THE REQUEST:
Please edit the entries below, replacing each "Traced" with "Outlined" and changing nothing else. Leave the pictures out of your answer.

GIVEN DATA:
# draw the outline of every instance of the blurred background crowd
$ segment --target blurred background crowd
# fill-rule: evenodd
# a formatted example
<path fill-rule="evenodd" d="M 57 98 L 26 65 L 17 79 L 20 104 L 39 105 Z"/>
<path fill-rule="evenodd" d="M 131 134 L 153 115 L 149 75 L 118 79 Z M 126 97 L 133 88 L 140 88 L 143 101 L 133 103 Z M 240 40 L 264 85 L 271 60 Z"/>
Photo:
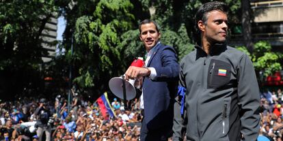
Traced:
<path fill-rule="evenodd" d="M 283 94 L 280 89 L 260 93 L 260 141 L 283 140 Z M 139 140 L 142 116 L 139 99 L 124 108 L 110 99 L 113 114 L 103 114 L 97 101 L 74 94 L 67 97 L 22 97 L 0 101 L 1 140 Z M 126 110 L 125 110 L 126 109 Z"/>
<path fill-rule="evenodd" d="M 111 116 L 107 112 L 103 115 L 96 101 L 85 101 L 77 93 L 70 110 L 66 97 L 55 97 L 1 101 L 1 140 L 138 140 L 142 118 L 139 102 L 125 110 L 114 98 Z"/>

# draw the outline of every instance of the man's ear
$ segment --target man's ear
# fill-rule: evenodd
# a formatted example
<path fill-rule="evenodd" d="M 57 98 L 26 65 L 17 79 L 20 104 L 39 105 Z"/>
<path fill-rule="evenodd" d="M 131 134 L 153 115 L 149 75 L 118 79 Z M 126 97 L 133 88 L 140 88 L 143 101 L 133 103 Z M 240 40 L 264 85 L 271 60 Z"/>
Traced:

ANSWER FOR THIS EXERCISE:
# draw the outline of every instance of the blurred background crowd
$ segment --target blurred background crowd
# fill-rule: evenodd
# a formatted example
<path fill-rule="evenodd" d="M 57 98 L 26 65 L 17 79 L 20 104 L 39 105 Z"/>
<path fill-rule="evenodd" d="M 131 134 L 153 115 L 149 75 L 118 79 Z M 126 97 L 133 88 L 140 88 L 143 101 L 133 103 Z M 240 40 L 264 85 L 271 60 Z"/>
Photo:
Outlined:
<path fill-rule="evenodd" d="M 283 94 L 280 89 L 260 93 L 260 141 L 283 140 Z M 139 140 L 142 116 L 139 99 L 124 108 L 110 99 L 113 114 L 103 114 L 97 101 L 74 94 L 67 97 L 22 97 L 0 101 L 1 140 Z M 126 110 L 125 110 L 126 109 Z"/>
<path fill-rule="evenodd" d="M 111 116 L 107 112 L 103 115 L 96 101 L 85 101 L 77 93 L 70 110 L 66 97 L 55 97 L 1 101 L 1 140 L 138 140 L 142 118 L 139 102 L 125 110 L 114 98 Z"/>

# draw the outline of every instance of the man's ear
$ segment --target man's ear
# fill-rule: evenodd
# a formatted example
<path fill-rule="evenodd" d="M 57 98 L 26 65 L 17 79 L 20 104 L 39 105 Z"/>
<path fill-rule="evenodd" d="M 131 134 L 153 115 L 149 75 L 118 79 Z M 126 97 L 133 88 L 140 88 L 143 101 L 133 103 Z M 240 40 L 264 85 L 271 60 Z"/>
Outlined:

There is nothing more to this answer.